**Direction**
Reproduce the part of the data that opens with the line containing "Target: flower tongue lip" and closes with the end of the data, renaming every "stalk" to "stem" and leaving the rest unchanged.

**Supplied material**
--- start ---

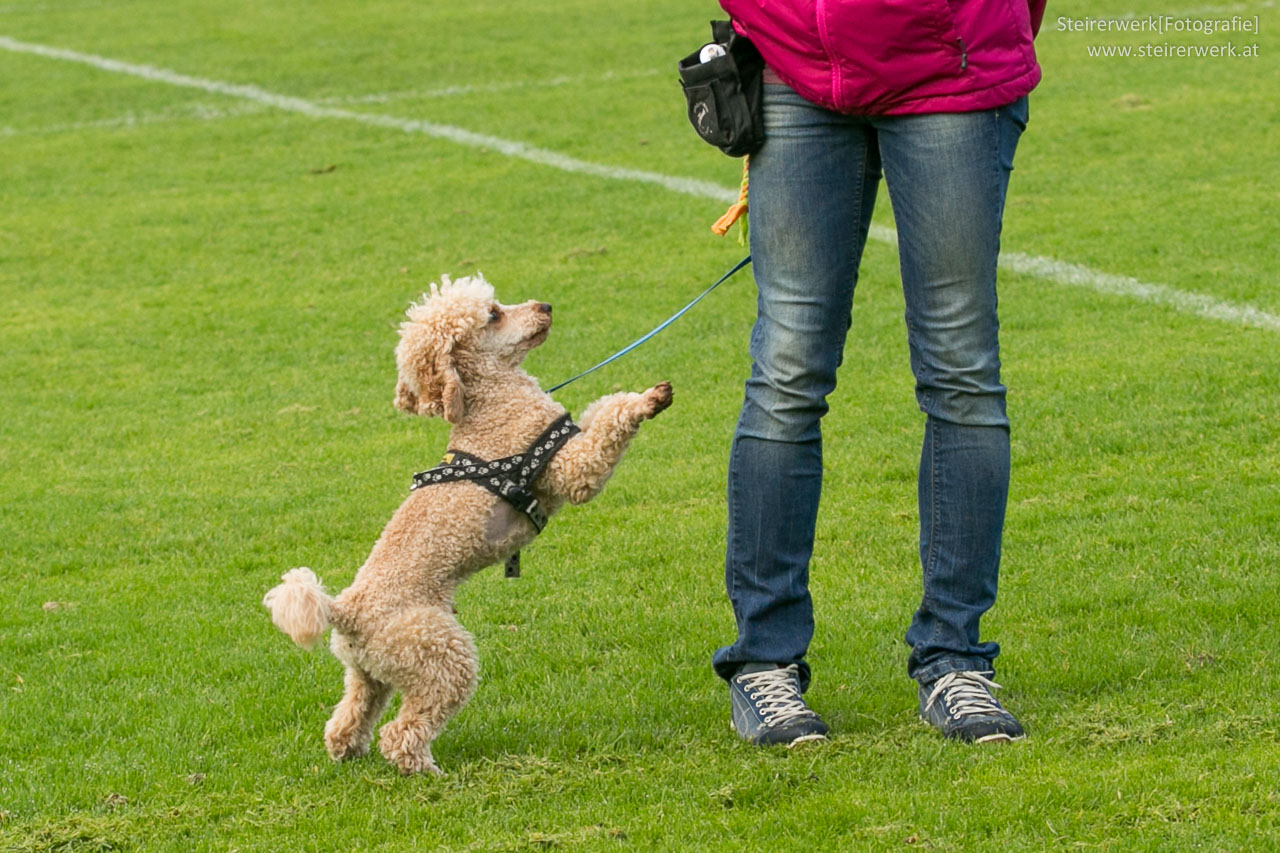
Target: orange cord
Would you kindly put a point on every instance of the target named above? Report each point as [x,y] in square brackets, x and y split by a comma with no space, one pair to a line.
[737,210]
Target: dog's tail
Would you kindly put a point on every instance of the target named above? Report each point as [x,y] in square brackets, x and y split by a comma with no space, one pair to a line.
[300,606]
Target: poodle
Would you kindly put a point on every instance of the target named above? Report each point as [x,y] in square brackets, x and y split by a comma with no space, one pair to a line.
[394,628]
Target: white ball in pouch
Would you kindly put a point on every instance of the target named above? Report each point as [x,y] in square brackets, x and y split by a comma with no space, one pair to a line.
[711,51]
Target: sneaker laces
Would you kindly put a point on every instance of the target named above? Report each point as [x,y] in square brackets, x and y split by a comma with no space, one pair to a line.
[776,694]
[965,693]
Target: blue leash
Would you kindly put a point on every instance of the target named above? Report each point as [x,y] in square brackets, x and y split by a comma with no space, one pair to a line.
[661,325]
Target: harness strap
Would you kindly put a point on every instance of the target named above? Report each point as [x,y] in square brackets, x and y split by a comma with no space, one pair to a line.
[510,478]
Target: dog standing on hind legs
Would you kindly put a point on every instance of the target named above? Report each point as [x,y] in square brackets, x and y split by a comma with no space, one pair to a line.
[394,628]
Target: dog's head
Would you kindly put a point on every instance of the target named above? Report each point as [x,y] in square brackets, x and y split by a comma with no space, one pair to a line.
[460,333]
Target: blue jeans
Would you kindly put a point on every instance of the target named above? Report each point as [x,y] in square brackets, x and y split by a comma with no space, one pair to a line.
[813,188]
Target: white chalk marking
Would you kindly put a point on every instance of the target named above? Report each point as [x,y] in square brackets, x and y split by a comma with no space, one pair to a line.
[1045,268]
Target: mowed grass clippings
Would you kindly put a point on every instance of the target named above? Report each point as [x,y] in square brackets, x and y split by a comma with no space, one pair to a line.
[200,300]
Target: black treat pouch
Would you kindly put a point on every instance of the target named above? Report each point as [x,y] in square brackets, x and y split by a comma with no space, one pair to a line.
[725,92]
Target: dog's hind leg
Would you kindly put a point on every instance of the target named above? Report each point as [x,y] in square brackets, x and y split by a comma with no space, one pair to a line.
[351,728]
[432,660]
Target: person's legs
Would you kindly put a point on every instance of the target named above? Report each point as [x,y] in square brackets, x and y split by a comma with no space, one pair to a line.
[947,176]
[813,187]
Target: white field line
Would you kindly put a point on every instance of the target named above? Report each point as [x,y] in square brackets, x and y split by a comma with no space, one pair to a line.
[1036,267]
[483,89]
[289,104]
[196,113]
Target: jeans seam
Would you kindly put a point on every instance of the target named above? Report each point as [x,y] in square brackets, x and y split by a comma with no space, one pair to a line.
[931,562]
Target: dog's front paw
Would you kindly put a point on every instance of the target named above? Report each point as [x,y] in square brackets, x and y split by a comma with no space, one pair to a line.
[657,398]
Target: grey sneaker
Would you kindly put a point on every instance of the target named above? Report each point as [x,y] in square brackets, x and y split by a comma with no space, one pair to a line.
[961,706]
[767,706]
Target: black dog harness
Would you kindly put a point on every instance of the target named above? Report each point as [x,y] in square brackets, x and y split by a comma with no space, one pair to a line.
[510,478]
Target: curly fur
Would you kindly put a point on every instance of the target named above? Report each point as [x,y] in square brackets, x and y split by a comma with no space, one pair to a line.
[394,628]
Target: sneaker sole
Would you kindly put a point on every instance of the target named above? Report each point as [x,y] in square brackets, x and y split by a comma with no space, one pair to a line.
[992,738]
[789,744]
[999,738]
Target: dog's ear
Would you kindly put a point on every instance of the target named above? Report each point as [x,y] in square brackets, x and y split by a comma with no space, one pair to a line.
[439,391]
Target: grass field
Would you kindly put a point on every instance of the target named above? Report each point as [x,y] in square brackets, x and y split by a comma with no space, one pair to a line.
[199,293]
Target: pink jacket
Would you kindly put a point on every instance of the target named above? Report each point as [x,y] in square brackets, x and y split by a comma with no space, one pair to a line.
[896,56]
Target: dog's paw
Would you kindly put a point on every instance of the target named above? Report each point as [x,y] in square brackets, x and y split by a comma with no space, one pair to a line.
[657,398]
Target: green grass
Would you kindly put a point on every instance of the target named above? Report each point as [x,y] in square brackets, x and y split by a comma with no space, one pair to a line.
[197,318]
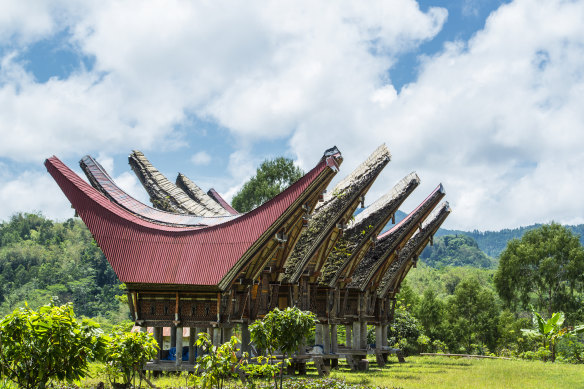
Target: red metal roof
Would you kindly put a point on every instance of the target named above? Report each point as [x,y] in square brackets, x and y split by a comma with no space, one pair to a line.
[144,252]
[102,181]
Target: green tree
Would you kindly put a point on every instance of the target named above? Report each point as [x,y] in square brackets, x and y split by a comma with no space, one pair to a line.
[551,330]
[271,178]
[404,330]
[282,330]
[126,354]
[431,314]
[544,268]
[218,363]
[48,344]
[473,315]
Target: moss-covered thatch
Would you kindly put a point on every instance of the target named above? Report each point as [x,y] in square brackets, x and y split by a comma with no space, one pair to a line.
[412,249]
[341,201]
[364,227]
[164,194]
[390,241]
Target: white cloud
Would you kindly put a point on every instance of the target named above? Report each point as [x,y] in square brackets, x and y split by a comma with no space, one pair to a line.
[497,119]
[33,192]
[201,158]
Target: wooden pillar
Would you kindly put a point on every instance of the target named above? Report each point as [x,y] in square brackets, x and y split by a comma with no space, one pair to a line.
[334,339]
[172,337]
[227,334]
[318,334]
[363,334]
[157,332]
[356,335]
[326,339]
[379,337]
[216,336]
[348,336]
[192,348]
[179,336]
[245,338]
[198,348]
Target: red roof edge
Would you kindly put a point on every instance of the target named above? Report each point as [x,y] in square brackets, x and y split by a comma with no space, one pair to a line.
[221,201]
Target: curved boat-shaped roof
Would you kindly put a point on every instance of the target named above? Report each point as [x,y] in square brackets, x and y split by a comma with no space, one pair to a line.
[316,242]
[143,252]
[379,258]
[102,181]
[400,267]
[205,199]
[360,235]
[167,196]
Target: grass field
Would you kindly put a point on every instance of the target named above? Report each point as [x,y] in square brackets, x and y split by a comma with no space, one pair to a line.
[437,372]
[444,372]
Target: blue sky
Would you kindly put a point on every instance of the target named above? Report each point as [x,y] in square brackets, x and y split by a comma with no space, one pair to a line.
[483,96]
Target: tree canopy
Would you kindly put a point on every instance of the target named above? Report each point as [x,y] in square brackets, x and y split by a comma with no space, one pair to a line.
[545,268]
[272,177]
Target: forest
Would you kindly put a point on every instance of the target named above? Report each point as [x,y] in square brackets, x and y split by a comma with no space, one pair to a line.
[458,299]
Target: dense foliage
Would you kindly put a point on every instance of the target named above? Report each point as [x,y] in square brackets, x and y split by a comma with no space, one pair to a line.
[126,354]
[493,243]
[282,330]
[544,269]
[455,250]
[40,259]
[37,346]
[272,177]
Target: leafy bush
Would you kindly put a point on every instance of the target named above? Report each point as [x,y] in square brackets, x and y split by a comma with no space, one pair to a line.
[48,344]
[282,330]
[126,354]
[217,364]
[404,331]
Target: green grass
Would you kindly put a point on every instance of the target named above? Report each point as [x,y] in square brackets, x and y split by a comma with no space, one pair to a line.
[435,372]
[444,372]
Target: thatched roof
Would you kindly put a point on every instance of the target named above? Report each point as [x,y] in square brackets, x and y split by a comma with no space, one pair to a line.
[164,194]
[417,243]
[357,238]
[388,243]
[199,196]
[336,207]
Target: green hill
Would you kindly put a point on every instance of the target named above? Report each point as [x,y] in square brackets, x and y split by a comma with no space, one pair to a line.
[494,242]
[456,250]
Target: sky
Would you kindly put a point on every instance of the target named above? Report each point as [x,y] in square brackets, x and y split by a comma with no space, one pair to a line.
[483,96]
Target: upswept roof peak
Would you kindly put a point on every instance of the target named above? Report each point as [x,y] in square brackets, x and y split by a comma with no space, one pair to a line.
[376,260]
[164,194]
[363,230]
[102,181]
[399,268]
[143,252]
[199,196]
[336,208]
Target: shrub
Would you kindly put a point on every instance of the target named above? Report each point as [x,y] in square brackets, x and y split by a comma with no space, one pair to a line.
[126,355]
[36,347]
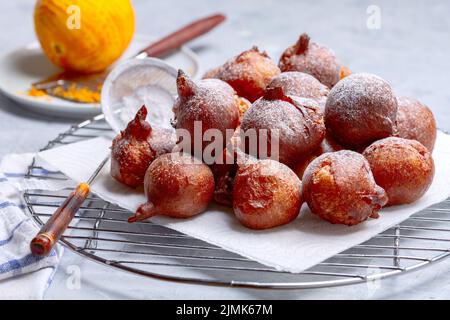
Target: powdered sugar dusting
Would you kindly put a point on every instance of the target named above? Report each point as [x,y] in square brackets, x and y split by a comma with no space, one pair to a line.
[317,60]
[416,121]
[299,125]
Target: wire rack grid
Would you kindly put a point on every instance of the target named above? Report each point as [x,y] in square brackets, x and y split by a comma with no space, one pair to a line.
[100,232]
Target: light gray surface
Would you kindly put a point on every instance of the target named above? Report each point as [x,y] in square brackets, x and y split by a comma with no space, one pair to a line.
[410,51]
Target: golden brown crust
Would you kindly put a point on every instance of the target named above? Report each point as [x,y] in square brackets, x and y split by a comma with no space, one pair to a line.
[176,185]
[211,101]
[404,168]
[360,109]
[248,73]
[266,194]
[309,57]
[328,145]
[416,121]
[302,85]
[297,121]
[339,187]
[136,147]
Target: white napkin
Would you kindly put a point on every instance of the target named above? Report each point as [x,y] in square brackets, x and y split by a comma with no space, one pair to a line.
[22,276]
[294,247]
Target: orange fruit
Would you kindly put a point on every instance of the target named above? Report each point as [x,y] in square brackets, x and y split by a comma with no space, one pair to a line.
[84,36]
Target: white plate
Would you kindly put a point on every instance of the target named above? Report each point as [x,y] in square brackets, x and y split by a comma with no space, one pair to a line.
[24,66]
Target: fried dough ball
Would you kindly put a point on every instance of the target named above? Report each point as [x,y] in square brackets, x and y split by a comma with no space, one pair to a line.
[404,168]
[211,102]
[297,122]
[266,194]
[224,169]
[309,57]
[416,121]
[361,109]
[328,145]
[176,185]
[249,73]
[339,187]
[136,147]
[244,105]
[301,85]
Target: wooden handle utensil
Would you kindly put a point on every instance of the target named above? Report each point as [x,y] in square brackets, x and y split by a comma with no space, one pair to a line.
[178,38]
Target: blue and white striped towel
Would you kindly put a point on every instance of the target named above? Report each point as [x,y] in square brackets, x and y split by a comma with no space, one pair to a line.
[22,276]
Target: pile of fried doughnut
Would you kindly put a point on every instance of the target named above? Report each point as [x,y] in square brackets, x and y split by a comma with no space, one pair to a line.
[348,146]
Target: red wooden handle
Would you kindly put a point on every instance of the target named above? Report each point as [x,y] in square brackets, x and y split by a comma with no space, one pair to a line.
[178,38]
[50,233]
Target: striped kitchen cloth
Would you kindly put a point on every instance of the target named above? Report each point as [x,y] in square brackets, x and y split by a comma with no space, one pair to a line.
[22,275]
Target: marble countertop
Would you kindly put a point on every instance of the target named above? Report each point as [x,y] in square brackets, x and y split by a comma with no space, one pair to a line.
[409,49]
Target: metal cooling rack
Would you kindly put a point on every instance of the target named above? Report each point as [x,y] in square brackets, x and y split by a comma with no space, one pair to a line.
[101,232]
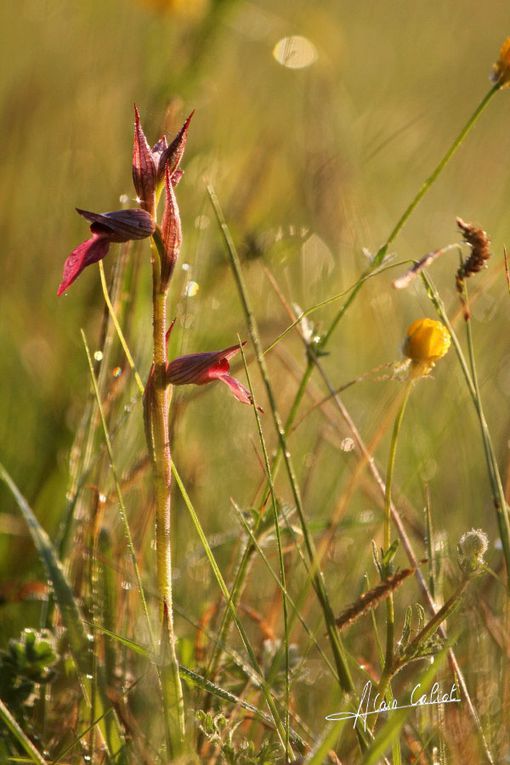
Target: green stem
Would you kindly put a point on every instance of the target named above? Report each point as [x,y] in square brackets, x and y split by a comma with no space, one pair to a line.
[249,550]
[157,406]
[381,253]
[314,571]
[390,607]
[498,492]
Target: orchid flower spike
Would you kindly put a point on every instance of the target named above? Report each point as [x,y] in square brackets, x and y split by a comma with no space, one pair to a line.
[203,368]
[118,226]
[151,164]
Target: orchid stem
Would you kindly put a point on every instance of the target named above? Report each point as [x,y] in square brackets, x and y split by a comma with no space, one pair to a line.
[157,404]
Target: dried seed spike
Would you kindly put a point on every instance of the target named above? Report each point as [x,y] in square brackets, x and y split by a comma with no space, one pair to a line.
[480,252]
[144,167]
[372,598]
[120,225]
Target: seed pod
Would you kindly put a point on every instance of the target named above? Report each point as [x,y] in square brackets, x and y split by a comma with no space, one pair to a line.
[480,253]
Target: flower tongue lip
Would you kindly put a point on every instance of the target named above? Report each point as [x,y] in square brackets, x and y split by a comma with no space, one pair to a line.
[120,225]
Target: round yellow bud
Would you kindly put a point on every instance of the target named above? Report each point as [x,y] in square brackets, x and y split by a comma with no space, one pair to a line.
[501,69]
[426,341]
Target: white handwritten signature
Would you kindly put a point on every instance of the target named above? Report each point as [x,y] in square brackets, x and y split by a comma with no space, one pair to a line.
[365,708]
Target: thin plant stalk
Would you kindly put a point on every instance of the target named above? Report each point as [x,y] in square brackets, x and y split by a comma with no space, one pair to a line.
[315,573]
[281,561]
[498,492]
[390,608]
[424,188]
[157,405]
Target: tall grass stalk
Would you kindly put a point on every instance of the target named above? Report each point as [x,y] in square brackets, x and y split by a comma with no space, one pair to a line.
[498,493]
[315,573]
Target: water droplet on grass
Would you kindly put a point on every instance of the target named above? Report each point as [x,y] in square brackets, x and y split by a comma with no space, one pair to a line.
[295,52]
[191,289]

--- end ---

**Answer below**
Target: flower tongue lip
Would you kindly put a point on every instance of the target named above? Report each point as [x,y] in square brackets, x and y split by a comma with no space, one pair to a line.
[120,225]
Target: round yellow bud
Would you kindly put a point on every instance of the target named above? Report each point as [x,y] in square brackets, x and y split by a comma with no space, one pair to a line.
[501,69]
[426,341]
Target: white handwritten signature
Would you kindly put a point on every instance of the target named above? Report each point as [x,y] in square brackets, x and y split by a comma with no space, one pair to a line.
[365,708]
Target: thin plant stem
Would you kindly put a point on every instance of the target named above? Report each point as [x,y] in square brackets, x and y split by a comma with no space, one pair to a line.
[315,573]
[281,561]
[498,492]
[390,608]
[424,188]
[157,405]
Target: tall grass stem
Would you kindly put a point on every instance of the target named above? Report each point as [x,y] in square brackets, x and y split by a comma with no space, one pair to a line.
[498,493]
[315,573]
Target: water droplet on grass
Would you kindly put a point on every instance of the target named above? Report each point as [x,y] in square brackets, x and y split by a comma with no space, one pair to a line.
[295,52]
[191,289]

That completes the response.